[BEGIN TEXT SECTION]

After nearly two years of strong market gains, investors experienced their first meaningful pullback during the first quarter of 2022.  While it is typical for markets to experience pullbacks and a higher level of volatility after the initial 12-18 months of a new bull market, it is never welcomed or comfortable.  That is probably because the uncertainties that usually accompany them are always unique.  Present uncertainties include a still fractured global supply chain, a Federal Reserve that finds itself needing to raise interest rates and tighten monetary policy in pursuit of arresting inflation that is running at the hottest pace in 40 years; and of course Russia/Ukraine which muddies both challenges further.

This quarter our Nvest Nsights newsletter shares what we’re watching and perspective to the topics/questions we’re most frequently hearing from clients.  Perhaps it “Goes Without Saying” that the backdrop highlighted above implies 2022 will likely remain a challenging year; but there are also some important messages to be heeded from history.  There is also the saying that “A stitch in time saves nine”;  while ‘main street’ consumers may not welcome rising interest rates and the impact on the cost of borrowing (or the markets in the short term) it is nonetheless appropriate for the longer-term health of the economy.  The markets are adjusting to a changing investment landscape.  We close the update with our personal finance theme article with a change coming to employer 401k statements this year.  Will the new Lifetime Income Estimates being provided help you feel more secure?

[END TEXT SECTION]

DIRECTIONS:
a) Copy from the market update the passage starting with "This quarter our" and going on through "feel more secure?".
b) According to the market update, inflation is running at its hottest pace in how many years?
c) List the present uncertainties that the market update names.

[BEGIN PROVIDED DATA]

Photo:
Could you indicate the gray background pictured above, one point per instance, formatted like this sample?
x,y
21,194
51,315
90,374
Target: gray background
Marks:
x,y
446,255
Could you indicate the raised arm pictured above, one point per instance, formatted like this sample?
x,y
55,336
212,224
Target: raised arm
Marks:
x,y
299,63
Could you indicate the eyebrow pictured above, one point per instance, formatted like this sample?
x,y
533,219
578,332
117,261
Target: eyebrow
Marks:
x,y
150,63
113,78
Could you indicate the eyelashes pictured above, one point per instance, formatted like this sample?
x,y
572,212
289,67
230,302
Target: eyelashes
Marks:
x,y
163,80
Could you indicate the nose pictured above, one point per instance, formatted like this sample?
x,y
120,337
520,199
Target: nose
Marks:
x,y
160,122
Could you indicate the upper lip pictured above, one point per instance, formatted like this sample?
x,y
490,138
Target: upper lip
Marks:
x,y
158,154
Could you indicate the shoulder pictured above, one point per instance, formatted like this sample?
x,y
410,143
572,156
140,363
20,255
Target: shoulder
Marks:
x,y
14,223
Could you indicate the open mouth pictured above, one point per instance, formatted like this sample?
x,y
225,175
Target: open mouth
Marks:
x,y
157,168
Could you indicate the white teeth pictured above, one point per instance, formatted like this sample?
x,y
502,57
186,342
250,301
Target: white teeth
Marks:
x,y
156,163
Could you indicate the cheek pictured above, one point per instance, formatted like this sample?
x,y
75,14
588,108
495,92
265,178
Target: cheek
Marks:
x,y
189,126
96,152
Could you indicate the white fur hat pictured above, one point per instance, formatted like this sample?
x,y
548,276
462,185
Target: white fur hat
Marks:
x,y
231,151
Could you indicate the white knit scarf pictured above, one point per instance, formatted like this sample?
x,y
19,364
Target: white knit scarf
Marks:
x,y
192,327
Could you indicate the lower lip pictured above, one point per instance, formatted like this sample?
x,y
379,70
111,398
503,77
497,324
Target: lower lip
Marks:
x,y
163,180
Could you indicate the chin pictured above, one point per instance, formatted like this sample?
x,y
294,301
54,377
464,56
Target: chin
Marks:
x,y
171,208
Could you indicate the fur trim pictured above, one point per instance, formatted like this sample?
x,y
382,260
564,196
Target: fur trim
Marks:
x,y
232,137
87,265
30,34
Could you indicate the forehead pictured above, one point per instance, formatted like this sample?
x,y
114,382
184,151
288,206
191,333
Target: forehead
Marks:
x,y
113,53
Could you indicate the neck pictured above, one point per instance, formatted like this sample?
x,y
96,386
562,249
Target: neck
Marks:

[END PROVIDED DATA]

TASK-BY-TASK SOLUTIONS:
a)
This quarter our Nvest Nsights newsletter shares what we’re watching and perspective to the topics/questions we’re most frequently hearing from clients.  Perhaps it “Goes Without Saying” that the backdrop highlighted above implies 2022 will likely remain a challenging year; but there are also some important messages to be heeded from history.  There is also the saying that “A stitch in time saves nine”;  while ‘main street’ consumers may not welcome rising interest rates and the impact on the cost of borrowing (or the markets in the short term) it is nonetheless appropriate for the longer-term health of the economy.  The markets are adjusting to a changing investment landscape.  We close the update with our personal finance theme article with a change coming to employer 401k statements this year.  Will the new Lifetime Income Estimates being provided help you feel more secure?

b) 40 years

c)
- A still fractured global supply chain
- A Federal Reserve that needs to raise interest rates and tighten monetary policy to arrest inflation
- Russia/Ukraine